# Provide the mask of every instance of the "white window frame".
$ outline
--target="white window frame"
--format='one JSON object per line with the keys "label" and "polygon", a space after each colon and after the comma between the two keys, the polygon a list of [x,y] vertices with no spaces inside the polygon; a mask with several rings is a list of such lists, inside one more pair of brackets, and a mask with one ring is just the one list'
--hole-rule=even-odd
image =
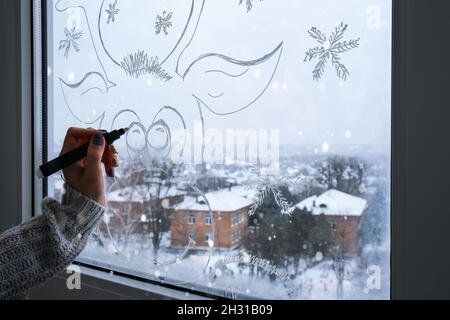
{"label": "white window frame", "polygon": [[190,215],[188,218],[188,224],[195,225],[197,223],[197,217],[194,215]]}
{"label": "white window frame", "polygon": [[[9,177],[12,174],[11,183],[14,184],[16,180],[18,180],[20,183],[18,185],[14,184],[11,186],[11,190],[13,191],[12,198],[16,200],[18,203],[16,207],[6,207],[5,202],[3,203],[4,210],[8,212],[8,210],[11,210],[8,212],[11,216],[13,216],[13,219],[15,223],[18,223],[20,221],[24,221],[28,218],[30,218],[33,213],[39,214],[40,213],[40,203],[45,195],[45,182],[37,180],[35,178],[30,178],[27,180],[27,177],[34,177],[34,169],[42,164],[43,162],[43,154],[45,154],[45,146],[43,145],[42,137],[43,137],[43,82],[42,82],[42,65],[40,61],[42,61],[42,51],[41,51],[41,21],[40,21],[40,5],[41,1],[45,0],[32,0],[33,2],[33,29],[34,33],[31,34],[31,27],[30,24],[30,12],[31,10],[27,10],[26,6],[31,4],[30,1],[26,0],[17,0],[17,2],[20,2],[22,5],[22,14],[21,14],[21,21],[20,24],[22,24],[22,41],[21,41],[21,63],[22,68],[20,70],[21,77],[22,77],[22,84],[21,84],[21,90],[20,95],[22,96],[22,100],[20,101],[20,106],[17,106],[17,112],[21,112],[21,116],[16,117],[16,120],[18,120],[16,123],[12,123],[13,125],[19,124],[19,130],[13,131],[13,132],[20,132],[17,136],[11,136],[11,140],[14,142],[17,142],[17,145],[21,145],[21,149],[19,148],[19,156],[17,161],[21,163],[20,165],[20,172],[14,170],[11,172],[5,171],[5,176],[3,177]],[[414,281],[411,281],[412,276],[415,274],[414,272],[417,271],[417,268],[413,268],[412,271],[408,273],[408,275],[405,275],[405,267],[408,269],[411,265],[414,265],[414,260],[411,257],[416,256],[416,250],[414,246],[408,246],[405,239],[408,238],[410,234],[411,227],[410,225],[413,224],[415,221],[420,221],[421,223],[426,223],[427,226],[435,226],[439,228],[440,225],[445,225],[444,221],[438,220],[438,219],[430,219],[428,221],[423,221],[423,212],[416,212],[414,211],[414,206],[408,206],[410,203],[414,203],[412,199],[408,199],[406,197],[407,189],[405,186],[407,185],[407,177],[409,176],[409,173],[412,173],[410,168],[414,168],[413,164],[417,164],[418,161],[411,159],[411,155],[413,154],[413,151],[405,150],[407,142],[408,142],[408,132],[412,131],[412,125],[414,124],[414,120],[417,119],[417,116],[414,115],[415,111],[418,111],[416,99],[414,97],[418,96],[418,93],[414,92],[414,85],[408,86],[408,82],[417,82],[417,74],[412,75],[411,78],[408,78],[408,71],[410,70],[410,64],[409,60],[412,59],[406,59],[405,57],[411,54],[412,57],[418,58],[421,56],[421,53],[415,53],[415,50],[412,50],[414,48],[418,48],[421,46],[421,43],[413,44],[413,41],[409,41],[411,37],[411,33],[414,31],[409,32],[408,27],[412,26],[412,22],[409,21],[408,18],[410,16],[413,16],[413,14],[417,15],[417,11],[421,9],[421,6],[418,5],[417,7],[411,6],[409,0],[399,0],[394,1],[393,5],[393,20],[394,20],[394,30],[393,30],[393,41],[395,43],[395,46],[393,48],[393,62],[394,62],[394,68],[392,70],[393,75],[393,104],[392,104],[392,111],[395,115],[394,119],[392,119],[392,126],[394,128],[393,131],[393,154],[392,157],[395,159],[395,161],[392,161],[393,165],[393,190],[391,193],[391,201],[393,202],[392,208],[397,212],[395,215],[392,215],[391,224],[392,224],[392,230],[393,233],[391,234],[391,240],[393,243],[392,247],[392,255],[393,257],[397,257],[397,255],[402,252],[402,256],[404,259],[395,259],[392,264],[391,268],[391,287],[392,287],[392,297],[397,299],[411,299],[411,298],[417,298],[421,297],[422,293],[421,288],[422,286],[420,284],[415,283]],[[413,20],[413,19],[410,19]],[[439,33],[439,32],[438,32]],[[29,43],[27,43],[27,37],[29,38]],[[34,65],[32,68],[28,66],[29,61],[31,60],[30,53],[30,43],[31,38],[33,38],[32,43],[34,44],[34,50],[33,50],[33,60]],[[11,49],[12,51],[16,52],[17,50],[15,48]],[[20,54],[20,53],[18,53]],[[9,55],[8,55],[9,56]],[[411,57],[411,58],[412,58]],[[28,62],[27,62],[28,60]],[[417,60],[417,59],[415,59]],[[430,61],[431,64],[430,68],[433,66],[436,66],[437,62]],[[31,70],[34,69],[34,70]],[[18,71],[19,72],[19,71]],[[31,75],[33,75],[33,79],[31,79]],[[29,77],[29,78],[27,78]],[[27,82],[29,84],[34,83],[34,92],[31,90],[31,88],[27,88]],[[2,89],[0,89],[1,91]],[[34,96],[33,96],[34,93]],[[430,90],[428,88],[425,88],[424,91],[421,92],[424,95],[428,95],[430,93]],[[445,92],[439,93],[434,92],[434,98],[435,99],[443,99],[443,95],[446,94]],[[32,102],[33,101],[33,102]],[[14,101],[3,101],[5,105],[8,105],[9,103]],[[408,103],[410,102],[410,103]],[[34,107],[34,108],[33,108]],[[6,108],[5,108],[6,109]],[[5,114],[7,111],[5,111],[4,108],[0,108],[0,115]],[[34,109],[34,110],[33,110]],[[432,109],[435,111],[435,109]],[[420,116],[420,113],[417,112],[417,114]],[[409,119],[408,117],[411,117]],[[33,131],[29,135],[27,132],[23,130],[30,129],[29,124],[33,123]],[[33,134],[34,133],[34,134]],[[27,137],[28,136],[28,137]],[[34,146],[30,147],[30,146]],[[403,147],[405,146],[405,147]],[[44,149],[44,150],[43,150]],[[435,149],[436,150],[436,149]],[[27,156],[28,155],[28,156]],[[408,158],[409,156],[409,158]],[[27,159],[27,160],[24,160]],[[31,160],[33,159],[33,160]],[[405,166],[404,163],[406,162],[412,162],[409,166]],[[30,165],[30,163],[32,164]],[[4,164],[4,161],[0,161],[1,164]],[[4,167],[4,166],[2,166]],[[10,190],[8,190],[10,191]],[[10,193],[8,193],[8,196]],[[8,199],[8,196],[6,194],[2,195],[4,199]],[[10,197],[11,199],[11,197]],[[8,199],[8,200],[10,200]],[[12,201],[10,201],[12,202]],[[409,208],[409,209],[408,209]],[[407,210],[408,209],[408,210]],[[445,208],[443,208],[445,209]],[[407,214],[406,214],[407,213]],[[4,216],[0,216],[0,230],[1,228],[4,229],[5,226],[8,226],[8,224],[11,222],[11,219],[6,218]],[[448,221],[448,220],[446,220]],[[431,228],[430,228],[431,229]],[[427,240],[428,239],[428,240]],[[436,243],[433,243],[435,241],[435,238],[427,238],[424,237],[422,242],[425,241],[427,244],[433,244],[436,245]],[[428,242],[427,242],[428,241]],[[439,244],[439,243],[438,243]],[[442,248],[442,245],[440,246]],[[443,252],[442,250],[436,250],[436,252]],[[426,269],[423,270],[423,266],[420,266],[422,269],[420,270],[421,273],[429,273]],[[442,264],[440,267],[439,265],[430,265],[430,267],[433,268],[434,272],[440,272],[441,274],[445,274],[445,264]],[[436,268],[438,270],[436,270]],[[164,296],[169,297],[173,299],[186,299],[184,292],[185,291],[178,291],[178,290],[165,290],[161,285],[148,285],[144,281],[137,281],[132,280],[126,276],[111,276],[109,273],[105,273],[102,271],[98,271],[94,267],[89,266],[82,266],[82,273],[89,276],[89,280],[84,280],[85,283],[91,285],[92,287],[101,287],[102,285],[99,284],[101,281],[103,282],[110,282],[110,283],[117,283],[120,284],[123,287],[126,288],[135,288],[136,290],[144,290],[147,292],[155,292],[158,294],[158,296]],[[65,284],[66,278],[60,277],[61,282]],[[445,279],[444,279],[445,280]],[[442,281],[441,281],[442,282]],[[411,285],[413,283],[414,285]],[[445,283],[445,281],[443,281]],[[430,282],[432,284],[432,282]],[[433,288],[434,291],[438,292],[439,289],[442,291],[443,287],[440,288]],[[59,292],[62,293],[62,292]],[[66,295],[65,293],[62,293],[63,295]],[[69,295],[67,293],[67,295]],[[436,297],[441,297],[442,295],[437,294]],[[191,294],[191,298],[193,299],[205,299],[202,295],[194,295]]]}
{"label": "white window frame", "polygon": [[213,224],[213,219],[212,219],[212,217],[211,217],[211,216],[206,216],[205,219],[204,219],[204,223],[205,223],[205,225],[207,225],[207,226],[212,226],[212,224]]}

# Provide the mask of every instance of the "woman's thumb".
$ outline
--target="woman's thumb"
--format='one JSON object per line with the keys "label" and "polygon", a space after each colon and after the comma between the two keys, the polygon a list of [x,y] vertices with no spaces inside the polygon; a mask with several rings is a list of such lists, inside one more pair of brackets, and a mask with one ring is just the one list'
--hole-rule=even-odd
{"label": "woman's thumb", "polygon": [[103,153],[105,151],[105,138],[101,134],[96,134],[92,137],[89,144],[86,156],[86,170],[89,173],[98,175],[101,174],[101,164]]}

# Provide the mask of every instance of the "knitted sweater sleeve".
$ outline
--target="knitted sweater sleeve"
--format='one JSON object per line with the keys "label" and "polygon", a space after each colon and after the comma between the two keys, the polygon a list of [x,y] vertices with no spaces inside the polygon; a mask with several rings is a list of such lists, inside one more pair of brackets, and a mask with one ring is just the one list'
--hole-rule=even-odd
{"label": "knitted sweater sleeve", "polygon": [[66,269],[86,246],[104,207],[65,185],[60,202],[0,235],[0,300],[15,299]]}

──────────────────────────────

§ Prompt:
Considering only the data above, return the lines in which "instance" occurs.

§ Solution for this task:
# Provide the mask of every instance of the "white window frame".
# Provide the mask of every instance of the "woman's thumb".
# Provide the mask of every instance of the "knitted sweater sleeve".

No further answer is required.